# Your task
Rewrite the records below, changing every "dog" to "cat" and keeping everything else the same, but leave the pictures out of your answer.

# Material for this task
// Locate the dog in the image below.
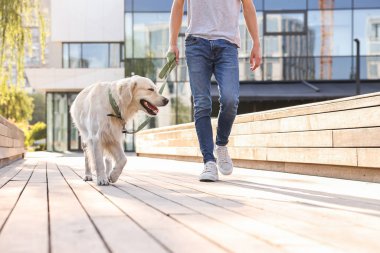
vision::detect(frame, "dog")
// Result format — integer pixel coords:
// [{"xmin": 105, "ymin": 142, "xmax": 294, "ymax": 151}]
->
[{"xmin": 70, "ymin": 75, "xmax": 169, "ymax": 185}]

# Result of the task
// Locate the cat in the image below.
vision::detect(frame, "cat")
// Result format — integer pixel coords:
// [{"xmin": 105, "ymin": 142, "xmax": 294, "ymax": 151}]
->
[{"xmin": 70, "ymin": 75, "xmax": 169, "ymax": 185}]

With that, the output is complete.